(Segmentation mask data)
########
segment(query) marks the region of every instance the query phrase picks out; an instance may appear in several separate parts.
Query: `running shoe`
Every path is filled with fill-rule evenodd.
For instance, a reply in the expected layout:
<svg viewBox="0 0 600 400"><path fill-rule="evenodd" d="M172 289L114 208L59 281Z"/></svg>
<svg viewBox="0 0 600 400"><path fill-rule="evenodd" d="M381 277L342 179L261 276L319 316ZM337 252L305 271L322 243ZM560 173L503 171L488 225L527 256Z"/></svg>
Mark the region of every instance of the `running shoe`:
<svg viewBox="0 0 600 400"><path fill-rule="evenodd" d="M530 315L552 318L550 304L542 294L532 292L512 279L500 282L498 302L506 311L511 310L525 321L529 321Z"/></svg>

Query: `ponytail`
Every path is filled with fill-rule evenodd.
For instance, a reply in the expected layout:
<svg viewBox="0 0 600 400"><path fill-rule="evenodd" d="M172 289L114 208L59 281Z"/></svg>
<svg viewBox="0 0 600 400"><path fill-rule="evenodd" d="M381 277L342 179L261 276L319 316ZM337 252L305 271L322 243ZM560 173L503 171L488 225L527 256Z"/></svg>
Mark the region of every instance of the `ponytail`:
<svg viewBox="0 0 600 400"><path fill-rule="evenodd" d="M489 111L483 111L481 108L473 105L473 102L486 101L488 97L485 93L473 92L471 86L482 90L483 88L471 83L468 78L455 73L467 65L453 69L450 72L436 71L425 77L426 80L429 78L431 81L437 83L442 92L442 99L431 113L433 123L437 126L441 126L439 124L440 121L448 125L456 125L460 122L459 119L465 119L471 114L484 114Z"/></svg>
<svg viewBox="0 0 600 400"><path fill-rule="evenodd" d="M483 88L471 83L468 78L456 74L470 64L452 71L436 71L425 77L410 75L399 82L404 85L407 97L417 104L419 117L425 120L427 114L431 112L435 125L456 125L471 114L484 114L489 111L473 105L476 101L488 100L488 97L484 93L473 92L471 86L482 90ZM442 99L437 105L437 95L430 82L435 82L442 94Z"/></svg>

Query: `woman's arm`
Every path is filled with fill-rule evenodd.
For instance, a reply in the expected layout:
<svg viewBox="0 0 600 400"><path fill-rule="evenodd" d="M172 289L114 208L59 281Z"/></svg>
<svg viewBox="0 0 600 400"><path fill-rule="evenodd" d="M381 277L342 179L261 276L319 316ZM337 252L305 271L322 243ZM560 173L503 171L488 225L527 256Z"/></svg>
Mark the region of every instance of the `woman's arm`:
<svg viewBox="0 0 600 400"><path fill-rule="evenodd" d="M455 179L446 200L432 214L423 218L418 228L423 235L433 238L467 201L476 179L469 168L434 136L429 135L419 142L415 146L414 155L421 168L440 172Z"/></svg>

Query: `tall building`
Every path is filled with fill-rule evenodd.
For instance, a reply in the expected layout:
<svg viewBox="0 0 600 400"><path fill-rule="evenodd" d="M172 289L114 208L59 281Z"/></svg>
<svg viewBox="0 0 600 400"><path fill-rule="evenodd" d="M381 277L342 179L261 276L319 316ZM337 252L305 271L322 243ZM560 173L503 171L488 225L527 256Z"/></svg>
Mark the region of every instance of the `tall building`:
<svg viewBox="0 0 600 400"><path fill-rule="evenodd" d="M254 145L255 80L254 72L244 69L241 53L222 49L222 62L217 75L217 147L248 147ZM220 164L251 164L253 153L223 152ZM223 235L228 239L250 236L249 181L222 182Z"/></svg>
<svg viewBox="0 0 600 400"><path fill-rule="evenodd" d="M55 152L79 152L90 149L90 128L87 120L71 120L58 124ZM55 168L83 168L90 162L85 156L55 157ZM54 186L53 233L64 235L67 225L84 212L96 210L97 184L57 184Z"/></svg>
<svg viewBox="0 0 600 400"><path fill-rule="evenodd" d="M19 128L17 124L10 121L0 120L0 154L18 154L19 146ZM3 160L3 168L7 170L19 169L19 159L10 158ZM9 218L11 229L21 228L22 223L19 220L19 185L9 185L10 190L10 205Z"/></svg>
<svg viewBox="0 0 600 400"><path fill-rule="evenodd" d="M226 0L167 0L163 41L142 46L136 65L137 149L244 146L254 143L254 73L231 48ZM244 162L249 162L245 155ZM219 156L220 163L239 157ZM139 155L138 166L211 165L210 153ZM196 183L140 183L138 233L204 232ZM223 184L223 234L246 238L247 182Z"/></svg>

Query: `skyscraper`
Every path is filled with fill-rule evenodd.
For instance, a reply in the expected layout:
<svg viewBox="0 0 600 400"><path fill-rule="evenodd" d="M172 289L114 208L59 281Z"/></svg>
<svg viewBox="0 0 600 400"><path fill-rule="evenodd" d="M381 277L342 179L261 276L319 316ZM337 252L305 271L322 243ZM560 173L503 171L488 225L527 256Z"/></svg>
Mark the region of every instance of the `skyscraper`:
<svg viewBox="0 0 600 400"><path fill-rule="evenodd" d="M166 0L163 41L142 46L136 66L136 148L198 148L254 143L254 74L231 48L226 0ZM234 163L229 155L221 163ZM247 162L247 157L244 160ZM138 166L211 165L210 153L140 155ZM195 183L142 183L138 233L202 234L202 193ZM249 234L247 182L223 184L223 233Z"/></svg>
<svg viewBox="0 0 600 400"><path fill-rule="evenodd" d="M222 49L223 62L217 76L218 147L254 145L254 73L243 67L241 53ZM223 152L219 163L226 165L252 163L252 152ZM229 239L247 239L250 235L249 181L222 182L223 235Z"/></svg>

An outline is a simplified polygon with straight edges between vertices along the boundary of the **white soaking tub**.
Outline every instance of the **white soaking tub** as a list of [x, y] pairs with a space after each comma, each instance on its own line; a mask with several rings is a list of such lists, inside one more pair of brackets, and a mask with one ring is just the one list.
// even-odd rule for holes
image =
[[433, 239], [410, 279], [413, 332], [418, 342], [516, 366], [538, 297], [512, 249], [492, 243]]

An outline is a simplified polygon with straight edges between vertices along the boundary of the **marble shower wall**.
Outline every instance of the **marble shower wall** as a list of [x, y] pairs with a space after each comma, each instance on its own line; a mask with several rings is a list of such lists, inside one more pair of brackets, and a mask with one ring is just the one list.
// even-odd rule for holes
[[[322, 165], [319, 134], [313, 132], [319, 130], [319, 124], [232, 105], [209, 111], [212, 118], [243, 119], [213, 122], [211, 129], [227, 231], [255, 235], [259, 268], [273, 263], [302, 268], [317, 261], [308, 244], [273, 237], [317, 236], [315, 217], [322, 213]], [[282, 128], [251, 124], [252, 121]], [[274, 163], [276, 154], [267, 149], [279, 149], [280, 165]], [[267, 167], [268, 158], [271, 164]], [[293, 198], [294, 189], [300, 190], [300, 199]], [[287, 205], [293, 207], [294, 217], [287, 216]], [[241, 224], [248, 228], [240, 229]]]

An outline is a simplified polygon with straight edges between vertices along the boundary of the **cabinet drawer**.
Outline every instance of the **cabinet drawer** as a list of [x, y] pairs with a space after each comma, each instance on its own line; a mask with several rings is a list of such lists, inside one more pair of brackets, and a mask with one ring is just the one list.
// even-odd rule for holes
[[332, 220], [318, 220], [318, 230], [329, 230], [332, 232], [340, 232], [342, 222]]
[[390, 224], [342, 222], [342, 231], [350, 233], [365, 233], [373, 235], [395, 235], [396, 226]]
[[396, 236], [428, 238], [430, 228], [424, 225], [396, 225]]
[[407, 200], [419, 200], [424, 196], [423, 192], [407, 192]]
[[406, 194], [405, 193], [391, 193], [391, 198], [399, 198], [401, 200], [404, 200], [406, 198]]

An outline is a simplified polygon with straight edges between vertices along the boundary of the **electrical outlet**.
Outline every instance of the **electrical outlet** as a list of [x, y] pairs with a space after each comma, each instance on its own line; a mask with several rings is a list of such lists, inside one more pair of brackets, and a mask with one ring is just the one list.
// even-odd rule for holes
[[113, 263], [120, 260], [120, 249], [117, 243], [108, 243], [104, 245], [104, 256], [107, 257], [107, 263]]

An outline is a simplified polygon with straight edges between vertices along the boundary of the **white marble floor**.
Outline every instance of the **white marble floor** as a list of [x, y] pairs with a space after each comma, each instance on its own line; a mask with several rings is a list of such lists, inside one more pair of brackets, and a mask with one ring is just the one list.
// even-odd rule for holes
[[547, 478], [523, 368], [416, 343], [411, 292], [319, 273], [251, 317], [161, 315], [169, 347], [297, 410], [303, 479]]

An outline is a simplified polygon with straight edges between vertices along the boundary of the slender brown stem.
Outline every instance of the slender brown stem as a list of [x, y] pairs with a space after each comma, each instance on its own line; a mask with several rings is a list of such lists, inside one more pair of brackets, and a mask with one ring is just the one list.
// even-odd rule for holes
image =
########
Requirement: If a line in the records above contains "stem", copy that line.

Result for this task:
An outline is a simplified polygon with straight edges between vertices along the boundary of the slender brown stem.
Outline every instance of the slender brown stem as a list of [x, y] pairs with a space after each comma, each instance on its own line; a mask with several rings is a list of such lists, inside one more pair of brackets, and a mask with one ring is just the one list.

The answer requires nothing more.